Reproduce the data between the lines holding "as [101, 9]." and "Target: slender green stem", inclusive, changing each "reference marker" to "location marker" and keeping everything else the same.

----------------------------------------

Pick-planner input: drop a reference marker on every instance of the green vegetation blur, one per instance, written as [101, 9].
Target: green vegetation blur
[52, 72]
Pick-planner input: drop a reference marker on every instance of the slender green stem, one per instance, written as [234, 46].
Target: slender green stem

----------------------------------------

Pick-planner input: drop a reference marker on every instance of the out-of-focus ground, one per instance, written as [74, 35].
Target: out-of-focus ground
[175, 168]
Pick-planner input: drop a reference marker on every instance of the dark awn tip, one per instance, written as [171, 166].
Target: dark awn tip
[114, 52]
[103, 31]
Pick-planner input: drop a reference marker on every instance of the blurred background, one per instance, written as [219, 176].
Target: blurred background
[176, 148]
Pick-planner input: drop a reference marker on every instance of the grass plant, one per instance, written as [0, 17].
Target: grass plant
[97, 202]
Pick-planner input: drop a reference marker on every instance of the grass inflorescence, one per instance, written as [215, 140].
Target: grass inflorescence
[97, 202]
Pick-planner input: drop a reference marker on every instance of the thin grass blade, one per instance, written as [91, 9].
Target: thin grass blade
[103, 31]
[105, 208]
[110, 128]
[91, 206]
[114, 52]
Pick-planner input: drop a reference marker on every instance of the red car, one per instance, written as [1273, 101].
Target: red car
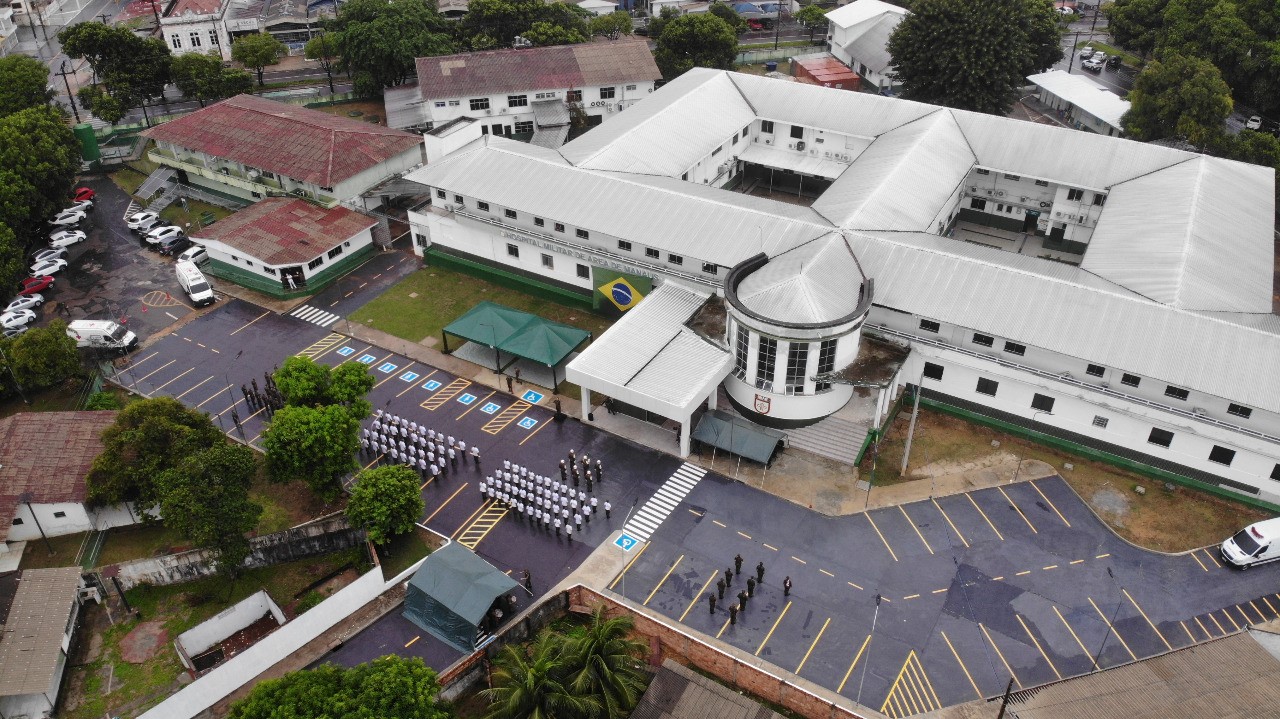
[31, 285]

----------------------------------------

TASK RESULT —
Pick-planner input: drop a location marker on every instance of the green vegetation blur, one per instance, written as [101, 9].
Target: green vegetation blur
[52, 72]
Pick-planner input: drop a location marker on every instance of the slender green stem, one per instance, written as [234, 46].
Target: slender green stem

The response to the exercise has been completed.